***** Records shown
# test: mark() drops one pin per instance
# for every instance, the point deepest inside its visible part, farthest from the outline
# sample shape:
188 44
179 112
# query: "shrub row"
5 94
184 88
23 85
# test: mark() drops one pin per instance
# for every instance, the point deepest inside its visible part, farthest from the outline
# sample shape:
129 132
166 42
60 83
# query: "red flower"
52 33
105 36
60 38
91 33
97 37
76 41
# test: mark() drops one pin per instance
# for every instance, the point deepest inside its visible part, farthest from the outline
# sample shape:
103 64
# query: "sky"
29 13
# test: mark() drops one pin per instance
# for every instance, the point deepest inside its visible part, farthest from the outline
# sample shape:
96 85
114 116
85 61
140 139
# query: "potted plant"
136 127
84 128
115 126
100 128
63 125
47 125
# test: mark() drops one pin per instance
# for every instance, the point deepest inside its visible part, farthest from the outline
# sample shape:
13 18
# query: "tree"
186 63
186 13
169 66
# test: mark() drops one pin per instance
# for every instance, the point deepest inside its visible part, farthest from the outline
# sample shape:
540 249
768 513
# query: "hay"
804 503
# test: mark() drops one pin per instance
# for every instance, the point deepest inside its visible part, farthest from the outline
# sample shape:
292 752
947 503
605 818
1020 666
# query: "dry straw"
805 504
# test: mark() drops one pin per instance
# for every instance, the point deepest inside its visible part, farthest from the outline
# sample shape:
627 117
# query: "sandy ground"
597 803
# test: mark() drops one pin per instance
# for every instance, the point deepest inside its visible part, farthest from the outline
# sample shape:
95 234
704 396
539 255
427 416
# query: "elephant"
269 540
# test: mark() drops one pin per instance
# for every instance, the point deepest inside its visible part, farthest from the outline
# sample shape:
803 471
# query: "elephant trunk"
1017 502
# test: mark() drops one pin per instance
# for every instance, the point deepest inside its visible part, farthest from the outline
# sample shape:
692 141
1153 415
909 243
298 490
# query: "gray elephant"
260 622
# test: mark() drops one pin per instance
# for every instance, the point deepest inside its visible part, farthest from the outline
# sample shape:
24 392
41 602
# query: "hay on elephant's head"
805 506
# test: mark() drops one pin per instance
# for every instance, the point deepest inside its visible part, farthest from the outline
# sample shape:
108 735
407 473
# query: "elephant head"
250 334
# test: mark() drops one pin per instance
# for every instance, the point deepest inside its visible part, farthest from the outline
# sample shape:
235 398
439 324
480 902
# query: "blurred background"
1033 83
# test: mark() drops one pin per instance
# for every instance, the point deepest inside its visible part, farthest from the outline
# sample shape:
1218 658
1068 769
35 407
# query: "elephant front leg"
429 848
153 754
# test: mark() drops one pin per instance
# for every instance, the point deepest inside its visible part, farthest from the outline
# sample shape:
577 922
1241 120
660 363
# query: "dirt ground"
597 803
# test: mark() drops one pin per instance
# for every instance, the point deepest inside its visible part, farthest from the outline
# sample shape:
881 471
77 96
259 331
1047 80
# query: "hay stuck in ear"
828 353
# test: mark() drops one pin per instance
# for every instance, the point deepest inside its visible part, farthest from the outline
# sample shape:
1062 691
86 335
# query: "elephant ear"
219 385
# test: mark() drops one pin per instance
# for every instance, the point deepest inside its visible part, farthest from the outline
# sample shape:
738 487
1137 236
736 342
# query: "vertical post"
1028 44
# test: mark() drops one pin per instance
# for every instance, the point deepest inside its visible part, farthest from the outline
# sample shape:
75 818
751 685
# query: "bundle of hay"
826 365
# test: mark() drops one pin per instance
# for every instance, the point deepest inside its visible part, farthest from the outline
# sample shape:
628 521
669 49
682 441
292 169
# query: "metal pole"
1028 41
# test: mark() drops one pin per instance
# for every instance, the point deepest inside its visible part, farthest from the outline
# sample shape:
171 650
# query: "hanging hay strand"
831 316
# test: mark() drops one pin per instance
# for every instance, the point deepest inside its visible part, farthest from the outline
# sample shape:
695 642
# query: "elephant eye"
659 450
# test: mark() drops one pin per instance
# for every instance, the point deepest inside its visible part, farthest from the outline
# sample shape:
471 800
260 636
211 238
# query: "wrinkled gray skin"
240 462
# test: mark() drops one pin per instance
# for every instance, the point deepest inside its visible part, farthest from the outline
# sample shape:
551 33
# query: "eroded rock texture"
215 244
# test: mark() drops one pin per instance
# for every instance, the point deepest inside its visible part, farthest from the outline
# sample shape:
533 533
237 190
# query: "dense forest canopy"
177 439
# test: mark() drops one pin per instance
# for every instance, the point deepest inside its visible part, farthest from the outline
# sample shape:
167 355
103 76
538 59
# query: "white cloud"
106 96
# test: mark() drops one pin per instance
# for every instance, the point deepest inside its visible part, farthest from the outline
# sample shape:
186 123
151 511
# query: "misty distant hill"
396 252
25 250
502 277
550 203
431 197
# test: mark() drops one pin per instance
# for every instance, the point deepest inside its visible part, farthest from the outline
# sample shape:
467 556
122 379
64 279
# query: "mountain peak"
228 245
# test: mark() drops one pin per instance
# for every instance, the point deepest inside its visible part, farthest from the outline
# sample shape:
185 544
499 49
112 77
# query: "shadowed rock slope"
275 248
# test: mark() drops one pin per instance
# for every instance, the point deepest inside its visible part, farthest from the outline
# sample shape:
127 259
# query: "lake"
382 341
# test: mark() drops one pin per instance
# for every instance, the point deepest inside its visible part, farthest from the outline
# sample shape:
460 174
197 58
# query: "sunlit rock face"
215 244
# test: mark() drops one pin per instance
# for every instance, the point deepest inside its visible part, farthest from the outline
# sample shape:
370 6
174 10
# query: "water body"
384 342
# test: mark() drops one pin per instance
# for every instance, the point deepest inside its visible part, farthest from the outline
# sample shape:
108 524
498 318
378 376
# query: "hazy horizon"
**********
## Exercise task
Pull out every line from the entries above that contains the string "head", copying each one in full.

## The output
# query: "hay on elephant's head"
# query: "elephant head"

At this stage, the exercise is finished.